**** TEXTO CITADO ****
Necesitamos inventar nuevos conceptos para pensar la
época, y nuestra situación en ella, sin renegar de las tradiciones de las
cuales nos servimos para hacerlo. Si existe una tradición latinoamericana de
pensamiento no tiene por qué decirlo todo el tiempo, reafirmarlo como una
identidad a priori, debe ponerlo a funcionar en acto. En todo caso, nos podemos
preguntar si estamos ante un “momento filosófico latinoamericano” o, más
ajustadamente, un “momento filosófico argentino”; en fin, si al pensamiento le
ha llegado la hora de materializarse en estas tierras. Eso sucede cuando hay
una inquietud real por pensar y proliferan diversas obras, gestos y escrituras
que intervienen en nombre propio su tiempo. No se trata de personalidades
célebres de la cultura, ni de estar dentro o fuera de las instituciones, sino
de sujetos que las atraviesan de diversas maneras y trazan operaciones
específicas entrelazadas.
Sin dudas ha existido un “momento griego”,[1] con sus diversas escuelas, que duró varios
siglos y coincide con el nacimiento de lo que hoy llamamos filosofía; un “momento
alemán” que va del idealismo al marxismo y pretendió pasar de la interpretación
a la transformación del mundo; y un “momento francés” en el que se juntaron
marxistas, sociólogos, literatos y psicoanalistas para diseñar una escena
fabulosa del pensamiento que anudaba vida y concepto; más temerario sería
afirmar que estamos ante un momento latinoamericano o argentino. No obstante, hay
una emergencia y efervescencia del pensar que se observa en distintos niveles y
con desiguales resultados: desde los medios de comunicación y la lógica del
espectáculo, pasando por la larga tradición de grupos de estudio y talleres de
lectura, hasta los más recientes grupos de investigación financiados por el
Estado que realizan congresos, publican revistas y libros, intervienen en la
escena pública, etc.
**** REGISTROS ****
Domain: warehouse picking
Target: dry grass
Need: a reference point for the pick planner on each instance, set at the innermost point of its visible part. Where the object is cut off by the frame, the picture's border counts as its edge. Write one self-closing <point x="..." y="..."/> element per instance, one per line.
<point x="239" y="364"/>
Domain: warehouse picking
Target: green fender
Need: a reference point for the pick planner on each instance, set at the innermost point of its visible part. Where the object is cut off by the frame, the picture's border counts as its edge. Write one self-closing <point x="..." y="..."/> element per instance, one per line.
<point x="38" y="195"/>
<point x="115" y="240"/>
****
**** REGISTROS ****
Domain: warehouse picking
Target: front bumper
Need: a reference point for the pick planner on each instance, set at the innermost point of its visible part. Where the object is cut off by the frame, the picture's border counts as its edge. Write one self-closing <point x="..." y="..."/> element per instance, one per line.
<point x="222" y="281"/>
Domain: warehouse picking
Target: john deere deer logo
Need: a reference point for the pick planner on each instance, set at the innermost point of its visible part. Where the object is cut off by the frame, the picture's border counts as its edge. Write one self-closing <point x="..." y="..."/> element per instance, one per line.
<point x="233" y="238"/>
****
**** REGISTROS ****
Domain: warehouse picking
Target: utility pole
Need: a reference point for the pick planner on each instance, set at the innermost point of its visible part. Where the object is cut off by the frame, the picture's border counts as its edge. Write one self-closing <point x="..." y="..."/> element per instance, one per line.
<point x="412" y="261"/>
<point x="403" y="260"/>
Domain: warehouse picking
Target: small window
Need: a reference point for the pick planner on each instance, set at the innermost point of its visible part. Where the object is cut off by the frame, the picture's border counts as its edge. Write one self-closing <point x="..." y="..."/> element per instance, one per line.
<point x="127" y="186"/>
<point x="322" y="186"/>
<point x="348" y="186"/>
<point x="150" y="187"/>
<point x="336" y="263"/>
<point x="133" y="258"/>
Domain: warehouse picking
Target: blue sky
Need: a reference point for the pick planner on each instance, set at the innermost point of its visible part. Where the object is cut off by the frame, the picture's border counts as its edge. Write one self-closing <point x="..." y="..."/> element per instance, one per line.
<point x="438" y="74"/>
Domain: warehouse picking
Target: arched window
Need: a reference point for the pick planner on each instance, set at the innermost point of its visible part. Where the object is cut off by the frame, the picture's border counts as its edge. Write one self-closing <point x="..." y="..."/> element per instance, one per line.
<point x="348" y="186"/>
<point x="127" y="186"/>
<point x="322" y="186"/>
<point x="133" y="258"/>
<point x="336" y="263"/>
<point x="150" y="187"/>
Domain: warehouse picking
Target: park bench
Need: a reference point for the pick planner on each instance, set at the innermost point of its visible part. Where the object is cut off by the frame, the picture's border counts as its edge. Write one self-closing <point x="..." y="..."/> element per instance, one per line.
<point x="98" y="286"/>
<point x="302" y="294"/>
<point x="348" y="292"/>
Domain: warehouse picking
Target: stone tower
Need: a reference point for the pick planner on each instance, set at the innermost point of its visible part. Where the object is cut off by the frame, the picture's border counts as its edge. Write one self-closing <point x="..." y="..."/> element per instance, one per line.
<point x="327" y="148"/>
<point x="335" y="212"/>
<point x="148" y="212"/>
****
▶ _CONSIGNAS DE TRABAJO_
(1) En el texto sobre el momento filosófico latinoamericano, ¿quiénes se juntaron en el “momento francés”?
(2) Retoma el texto sobre el momento filosófico latinoamericano y continúalo a partir de donde se detiene.
Las líneas no hacen falta para nada de lo que se pide.

▶ _RESPUESTAS ESCRITAS_
(1) Marxistas, sociólogos, literatos y psicoanalistas.

(2)
Aún no escuchamos muchos nombres propios que resuenen
entre sí y se retroalimenten de la diferencia, pero se oyen algunas voces
singulares. No todo se reduce a la lógica de la reproducción académica,
profesional o mediática, comienzan a producirse algunos entrelazamientos
interesantes que las exceden. El peligro es que sigamos siendo meros
reproductores de los giros orquestados en los países centrales, que el
posthumanismo sea el nuevo nombre del colonialismo intelectual. Pero lo peor
que podríamos hacer ahora es retroceder hacia identidades cerradas que
desprecien las prácticas de los otros; tenemos que apostar al pensamiento
abierto, múltiple y anudado que potencia cada gesto. El mismo problema que
atraviesa a la política, el problema de la unidad en la diversidad, encuentra
en la filosofía su despeje adecuado.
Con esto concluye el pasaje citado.